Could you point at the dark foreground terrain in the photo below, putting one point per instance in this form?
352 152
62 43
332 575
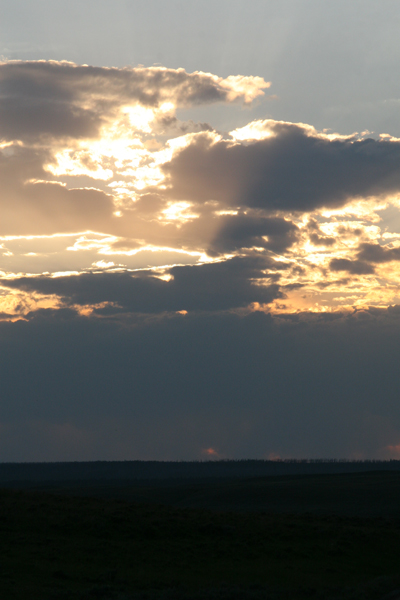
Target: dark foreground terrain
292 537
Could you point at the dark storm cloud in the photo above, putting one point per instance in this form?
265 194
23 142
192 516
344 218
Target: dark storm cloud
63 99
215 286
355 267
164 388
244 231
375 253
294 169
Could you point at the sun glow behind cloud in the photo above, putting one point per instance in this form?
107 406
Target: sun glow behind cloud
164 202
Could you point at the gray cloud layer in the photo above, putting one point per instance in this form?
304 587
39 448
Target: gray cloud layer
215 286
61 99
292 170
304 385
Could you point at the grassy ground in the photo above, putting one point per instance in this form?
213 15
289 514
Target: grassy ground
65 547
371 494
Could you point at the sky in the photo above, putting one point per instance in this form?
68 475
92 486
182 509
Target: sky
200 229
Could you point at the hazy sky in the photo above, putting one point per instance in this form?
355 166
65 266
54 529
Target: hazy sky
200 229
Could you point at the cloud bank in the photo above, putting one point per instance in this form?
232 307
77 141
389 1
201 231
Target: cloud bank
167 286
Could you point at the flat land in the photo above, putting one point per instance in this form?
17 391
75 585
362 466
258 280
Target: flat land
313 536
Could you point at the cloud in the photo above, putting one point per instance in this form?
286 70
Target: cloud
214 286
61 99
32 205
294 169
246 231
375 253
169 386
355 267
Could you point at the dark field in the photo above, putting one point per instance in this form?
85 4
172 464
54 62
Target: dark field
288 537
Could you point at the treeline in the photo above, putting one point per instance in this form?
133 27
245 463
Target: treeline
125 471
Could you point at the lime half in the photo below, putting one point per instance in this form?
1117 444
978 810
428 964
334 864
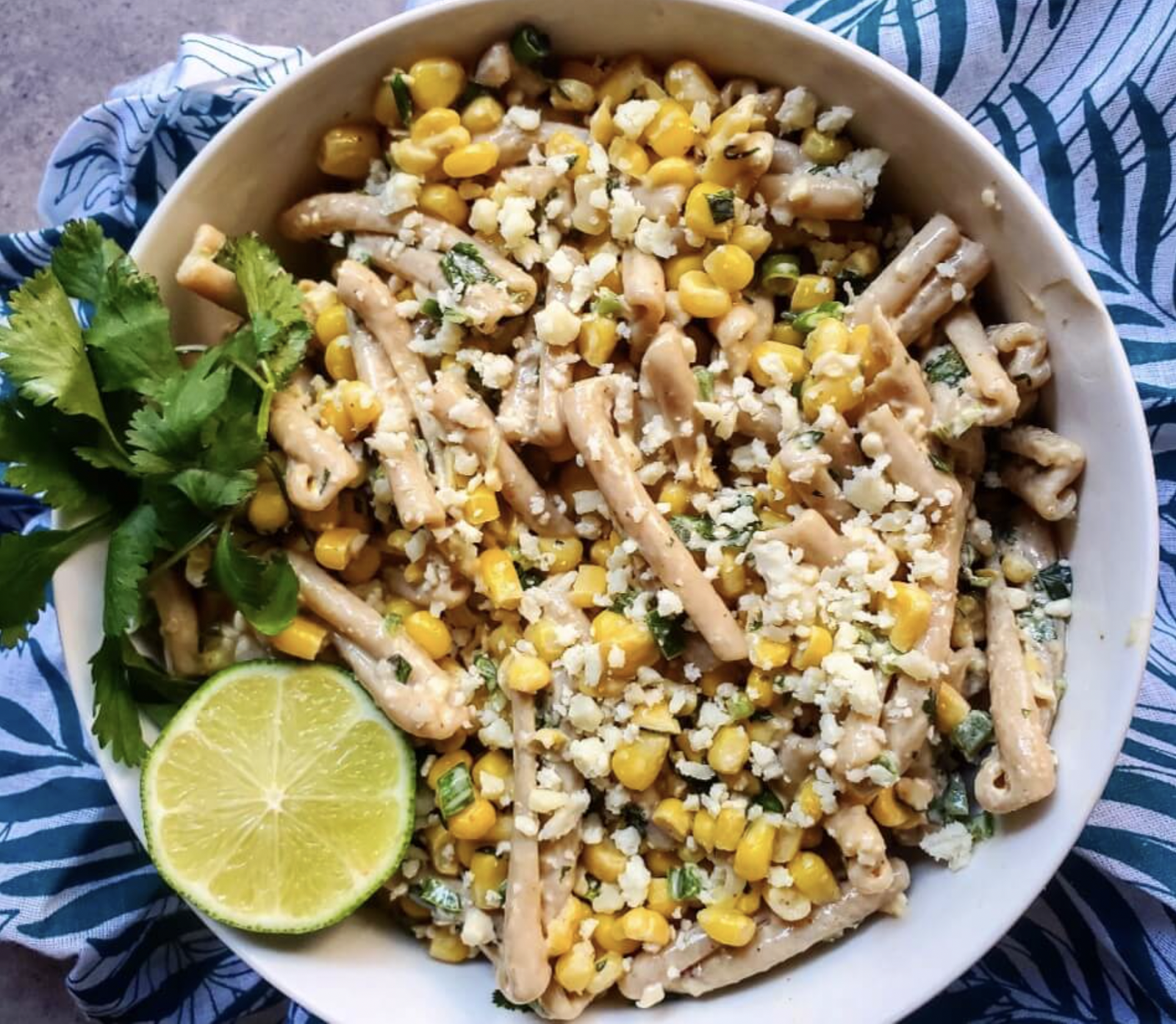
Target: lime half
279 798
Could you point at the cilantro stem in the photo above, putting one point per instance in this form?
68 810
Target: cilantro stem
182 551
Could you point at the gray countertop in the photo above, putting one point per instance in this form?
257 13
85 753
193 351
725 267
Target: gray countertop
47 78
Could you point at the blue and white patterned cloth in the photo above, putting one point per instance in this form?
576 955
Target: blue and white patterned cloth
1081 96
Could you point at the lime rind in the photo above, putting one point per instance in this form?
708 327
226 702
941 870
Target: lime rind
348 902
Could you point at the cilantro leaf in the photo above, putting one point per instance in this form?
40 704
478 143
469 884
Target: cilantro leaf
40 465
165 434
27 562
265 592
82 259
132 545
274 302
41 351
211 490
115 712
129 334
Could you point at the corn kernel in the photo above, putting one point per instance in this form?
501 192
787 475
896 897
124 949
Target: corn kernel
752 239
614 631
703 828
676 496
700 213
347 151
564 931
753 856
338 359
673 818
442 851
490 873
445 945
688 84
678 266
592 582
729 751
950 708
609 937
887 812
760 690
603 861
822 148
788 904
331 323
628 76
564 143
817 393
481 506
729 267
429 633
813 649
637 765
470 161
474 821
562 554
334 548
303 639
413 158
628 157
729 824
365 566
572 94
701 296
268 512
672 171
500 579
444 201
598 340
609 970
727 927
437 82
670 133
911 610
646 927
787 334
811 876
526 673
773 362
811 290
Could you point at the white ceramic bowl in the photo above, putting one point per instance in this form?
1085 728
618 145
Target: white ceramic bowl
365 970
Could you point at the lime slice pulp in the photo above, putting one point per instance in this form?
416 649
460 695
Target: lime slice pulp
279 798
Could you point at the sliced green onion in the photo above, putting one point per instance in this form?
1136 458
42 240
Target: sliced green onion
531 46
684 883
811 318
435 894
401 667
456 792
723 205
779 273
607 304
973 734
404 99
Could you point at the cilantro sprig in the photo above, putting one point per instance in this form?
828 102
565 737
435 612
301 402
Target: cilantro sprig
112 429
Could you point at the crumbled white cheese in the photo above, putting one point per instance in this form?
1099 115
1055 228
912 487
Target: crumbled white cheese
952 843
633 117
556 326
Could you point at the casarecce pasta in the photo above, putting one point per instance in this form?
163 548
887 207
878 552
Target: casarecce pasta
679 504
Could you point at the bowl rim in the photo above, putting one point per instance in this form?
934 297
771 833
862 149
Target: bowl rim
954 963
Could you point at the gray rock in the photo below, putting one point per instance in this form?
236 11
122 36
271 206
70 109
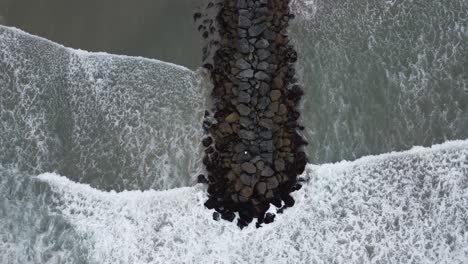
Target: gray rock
-------------------------
▶ **EXERCISE BRIEF**:
The answer must match the entries above line for line, with the pictures dropped.

▶ **RESULT OF THE EXERCISE**:
Could you point at the dark foreground terrain in the photo below, putting one point per instance in this form?
352 152
62 43
332 575
Target: dark foreground terrain
292 537
Could you point at the dark storm cloud in the photo above, putting one point per instance in this form?
265 194
23 142
192 516
344 218
Target: dark storm cloud
63 99
215 286
355 267
164 388
244 231
375 253
294 169
Could you point at the sun glow behind cloud in the photo above, putting one point per instance in this form?
107 406
Target: sun glow behind cloud
164 202
Could you point at the gray cloud layer in the photo above, putting one point per instance in this form?
304 587
39 448
Target: gray cloud layer
215 286
61 99
292 170
304 385
Could you point at the grassy ground in the photo above, putting one point per instance in this form?
213 15
289 514
Target: grassy ground
65 547
371 494
Could you point at the sky in the photo above, putting one point per instance in this form?
68 475
92 486
182 509
Target: sky
200 229
Could you point at the hazy sky in the photo above, putting one point per instance in this form?
355 166
65 266
54 529
Target: hazy sky
200 229
Could you point at the cloud bank in the photo above, putting one point per instance in this form?
232 307
77 141
389 1
201 231
Target: cloud bank
167 286
Could you point at the flat land in the photo above, putting one point per instance in this form?
17 391
75 585
362 466
258 280
Target: flat land
313 536
Could you point at the cloud in the photo above, putting one point per instance in this form?
286 70
Target: cloud
214 286
61 99
32 205
294 169
246 231
375 253
169 386
355 267
Could you point at the dark field in the photo above, putting one point per instance in this form?
85 4
172 464
54 62
Target: dark field
288 537
Could you point at the treeline in the photo above, putting one point per instance in this form?
133 27
245 463
Target: treeline
125 471
Could you point at the lime half in the photo below, putting one point per instance in this form?
1117 444
978 810
428 964
334 864
Target: lime half
279 798
Could you point at the cilantro stem in the photo above, putting one point per instance in this form?
68 810
Target: cilantro stem
182 551
Could you point at the gray countertop in the photo above, putting one point per instance in this form?
257 13
85 753
193 351
725 267
Target: gray countertop
47 78
Could you point at the blue and white patterned cloth in the photo above, putting one point per instance in this form?
576 955
Target: blue and white patterned cloth
1081 96
Could you point at the lime rind in the photo above, putting one point per instance in this form?
708 327
226 702
941 870
Target: lime rind
348 902
Could you point at the cilantro leaf in the photo above, putting one point per instance in this form?
40 704
478 143
469 884
Target: cilantro leaf
40 465
165 434
27 562
265 592
82 259
132 545
274 302
41 351
211 490
115 712
129 334
Could you point at the corn kernel in the photo above, putting one point per instance in this form?
501 192
787 475
896 897
124 949
Target: corn kernel
752 239
614 631
703 828
676 496
700 213
347 151
564 931
753 856
338 359
673 818
442 851
490 873
445 945
688 84
678 266
592 582
729 751
950 708
609 937
887 812
760 690
603 861
822 148
788 904
331 323
628 76
564 143
817 393
481 506
729 267
429 633
813 649
637 765
470 161
474 821
562 554
334 548
303 639
413 158
628 157
729 824
365 566
572 94
701 296
268 512
672 171
500 579
444 201
598 340
609 970
727 927
437 82
670 133
911 610
646 927
787 334
811 876
526 673
773 362
811 290
Could you point at the white ceramic bowl in the photo above, putting one point per instance in this form?
1085 728
618 145
Target: white ceramic bowl
365 970
Could you point at the lime slice pulp in the photo above, putting one point per instance in this form?
416 649
460 695
Target: lime slice pulp
279 798
Could you point at the sliced green onion in the photo above, putting one point per instance in this form?
1136 458
42 240
Target: sliced green onion
531 46
684 883
811 318
435 894
401 667
456 792
723 205
779 273
607 304
973 734
404 99
Could you point at the cilantro sprig in the photo above, putting one point per instance in this form?
828 102
565 737
435 612
301 402
Target: cilantro sprig
112 429
Could you point at the crumbled white cheese in the photo above, putting one point per instance in this form?
1099 115
1055 228
912 487
Target: crumbled white cheese
952 843
633 117
556 326
Could you point at the casarecce pasta in the photo above, putting one point per instance in this form?
163 548
887 207
878 552
Target: casarecce pasta
679 504
Could you point at the bowl rim in the photo above, putting one point per instance in this form?
934 297
771 833
862 149
Target: bowl rim
954 963
Could you point at the gray rock in the photo below, putting one point per instance in this form?
236 11
122 36
271 206
70 109
Target: gray rock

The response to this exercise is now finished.